*Work to complete*: In the post about the Emergency Clothes Closet below, list every item named as furnishing the "Prayer Room."

*Excerpt*:
┏━━
Recently the church I used to belong to started an Emergency Clothes Closet. This ministry offers free clothes to people in need in our community. They don’t have to have any connection with the church.
I’m excited about this because when I was part of the church it didn’t have any ministries meeting material needs in the community.
To be honest, this didn’t really hit me until after I left. I was thinking about what I did strongly believe in. Helping people in need was definitely on the list. Then I noticed that the people I knew from my former church who helped in that way weren’t doing it through a ministry of that church. Because there weren’t any.
I’m so pleased this has changed. One of the local newspapers has already written about The Closet. I hope The Closet will put Calvary Memorial Church on the map locally as a ‘caring church’.

Helen,
Great story. Your former church has found an area of service to the community. So much of what Jesus said, and did was about pushing outward, into the community. The Closet is a great example of this.
Thanks for your comment, Debbie!
Helen
Thanks for the memories.
Volunteered full time for over three years at a combination
Clothes Closet – Food Pantry – Thrift Store – Prayer Room.
The folks in the neighborhood knew food was available
along with “Social Services” who sent folks in need.
Gave away lot’s of clothes people dropped off. Even new stuff.
The local Walmart would give us torn packages of socks, shirts and stuff.
From the outside it looked like an old thrift store.
Nothing religious about it. Clothes hanging on the outside.
Along with lot’s of kids toys, baby carriages, stuffed animals,
lamps, chairs, and what ever was dropped off after a yard sale.
We received some really nice items, crystal, old furniture, cribs.
The thrift store paid the bills. We had no prices on the items.
We just asked folks to make a reasonable donation.
This way we could allow the folks who didn’t have much
to pick up some really nice stuff for a few dollars.
What a look on their faces when we asked, well what can you afford?
Oh, only 3 or 4 dollars. Sold, 3 dollars it is.
And they walk out of the store with a sixty or seventy dollar crystal bowl.
Sure was great fun giving away God’s stuff.
And we had this “Prayer Room” looking like a living room.
A fluffy couch and easy chair, kitchen table, benches, microwave,
a nice place for folks, not wanted in most places, to hang out and talk.
We would get unbelievers coming by for a cup of coffee and talk.
Lot’s of lonely folks.
When someone would come for food or the thrift shop
we would ask, By the way do you need prayer for anything?
We would get a funny look. We’d put our hands together.
You know, “Prayer,” do you need prayer for anything?
Have any aches and pains? Any back pain, neck pain?
┗━━
*Exercise data*:
┏━━
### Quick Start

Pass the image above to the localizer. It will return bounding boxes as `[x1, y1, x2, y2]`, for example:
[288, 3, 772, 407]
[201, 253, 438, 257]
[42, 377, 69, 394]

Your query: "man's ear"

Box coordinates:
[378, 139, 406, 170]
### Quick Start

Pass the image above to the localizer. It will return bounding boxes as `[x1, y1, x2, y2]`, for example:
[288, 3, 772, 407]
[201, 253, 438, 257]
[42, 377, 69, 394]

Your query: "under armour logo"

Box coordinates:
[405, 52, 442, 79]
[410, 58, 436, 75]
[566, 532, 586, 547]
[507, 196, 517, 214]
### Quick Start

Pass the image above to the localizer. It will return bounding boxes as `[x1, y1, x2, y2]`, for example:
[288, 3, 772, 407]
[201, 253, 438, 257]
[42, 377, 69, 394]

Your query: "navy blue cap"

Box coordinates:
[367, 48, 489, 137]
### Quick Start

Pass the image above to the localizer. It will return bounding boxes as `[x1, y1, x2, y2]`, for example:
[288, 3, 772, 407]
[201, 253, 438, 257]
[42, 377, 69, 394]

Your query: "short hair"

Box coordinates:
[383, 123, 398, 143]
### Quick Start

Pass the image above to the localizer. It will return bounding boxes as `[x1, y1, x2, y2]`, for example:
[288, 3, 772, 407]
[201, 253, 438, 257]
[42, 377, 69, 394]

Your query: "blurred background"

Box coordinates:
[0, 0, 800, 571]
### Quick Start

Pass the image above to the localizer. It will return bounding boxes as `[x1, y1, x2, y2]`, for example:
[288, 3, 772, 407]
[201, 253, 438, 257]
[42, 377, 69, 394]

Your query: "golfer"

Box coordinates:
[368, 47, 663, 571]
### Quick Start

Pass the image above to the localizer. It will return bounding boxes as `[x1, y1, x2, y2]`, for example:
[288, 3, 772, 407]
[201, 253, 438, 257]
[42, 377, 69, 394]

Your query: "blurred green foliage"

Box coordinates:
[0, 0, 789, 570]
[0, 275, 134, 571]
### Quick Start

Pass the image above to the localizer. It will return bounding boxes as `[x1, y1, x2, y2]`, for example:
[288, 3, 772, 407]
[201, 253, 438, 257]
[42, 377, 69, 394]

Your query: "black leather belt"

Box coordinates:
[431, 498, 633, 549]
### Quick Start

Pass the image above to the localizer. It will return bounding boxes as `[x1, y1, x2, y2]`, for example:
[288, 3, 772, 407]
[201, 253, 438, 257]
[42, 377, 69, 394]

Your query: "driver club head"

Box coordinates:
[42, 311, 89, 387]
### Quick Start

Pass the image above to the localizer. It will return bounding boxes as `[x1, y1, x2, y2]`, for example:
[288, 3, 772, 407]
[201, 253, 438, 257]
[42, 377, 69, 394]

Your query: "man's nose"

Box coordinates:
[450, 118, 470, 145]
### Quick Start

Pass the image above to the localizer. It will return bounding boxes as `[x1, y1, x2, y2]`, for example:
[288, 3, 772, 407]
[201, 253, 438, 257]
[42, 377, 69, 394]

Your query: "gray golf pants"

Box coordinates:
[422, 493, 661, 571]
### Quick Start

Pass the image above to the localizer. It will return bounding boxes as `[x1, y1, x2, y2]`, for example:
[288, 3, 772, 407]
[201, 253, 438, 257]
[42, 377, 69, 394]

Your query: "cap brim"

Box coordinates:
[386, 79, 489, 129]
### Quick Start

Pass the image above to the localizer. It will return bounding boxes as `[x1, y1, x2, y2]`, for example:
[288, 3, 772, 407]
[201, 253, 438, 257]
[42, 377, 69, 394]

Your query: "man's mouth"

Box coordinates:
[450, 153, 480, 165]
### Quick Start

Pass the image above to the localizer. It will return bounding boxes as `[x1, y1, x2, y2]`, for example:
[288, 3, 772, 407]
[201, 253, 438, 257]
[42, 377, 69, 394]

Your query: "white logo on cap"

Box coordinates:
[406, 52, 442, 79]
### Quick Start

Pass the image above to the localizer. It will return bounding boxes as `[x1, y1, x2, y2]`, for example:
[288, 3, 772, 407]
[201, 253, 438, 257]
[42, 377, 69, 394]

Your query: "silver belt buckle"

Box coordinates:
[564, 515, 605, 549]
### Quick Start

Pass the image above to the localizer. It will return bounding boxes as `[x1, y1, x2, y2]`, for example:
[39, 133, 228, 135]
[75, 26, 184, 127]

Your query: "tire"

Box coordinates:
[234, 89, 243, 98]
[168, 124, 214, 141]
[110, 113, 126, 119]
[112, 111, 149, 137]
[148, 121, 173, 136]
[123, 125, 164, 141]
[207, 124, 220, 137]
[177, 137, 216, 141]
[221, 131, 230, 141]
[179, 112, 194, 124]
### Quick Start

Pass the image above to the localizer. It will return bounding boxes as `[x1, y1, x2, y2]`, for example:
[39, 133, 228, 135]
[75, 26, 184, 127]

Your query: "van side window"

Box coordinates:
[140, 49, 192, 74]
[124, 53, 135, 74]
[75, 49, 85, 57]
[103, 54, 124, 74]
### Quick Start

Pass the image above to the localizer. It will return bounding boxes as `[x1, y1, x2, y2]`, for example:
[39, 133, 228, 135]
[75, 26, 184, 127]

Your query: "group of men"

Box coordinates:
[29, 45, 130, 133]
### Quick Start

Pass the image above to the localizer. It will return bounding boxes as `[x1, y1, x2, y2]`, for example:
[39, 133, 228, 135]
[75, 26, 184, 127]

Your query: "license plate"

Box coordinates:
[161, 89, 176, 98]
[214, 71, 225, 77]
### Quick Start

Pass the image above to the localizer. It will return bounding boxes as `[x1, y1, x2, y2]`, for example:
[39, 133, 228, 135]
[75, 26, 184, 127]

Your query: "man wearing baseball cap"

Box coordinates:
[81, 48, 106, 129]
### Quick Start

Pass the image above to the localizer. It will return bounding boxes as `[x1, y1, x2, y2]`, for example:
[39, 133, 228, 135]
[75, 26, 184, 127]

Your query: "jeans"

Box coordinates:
┗━━
*Finished task*:
- fluffy couch
- easy chair
- kitchen table
- benches
- microwave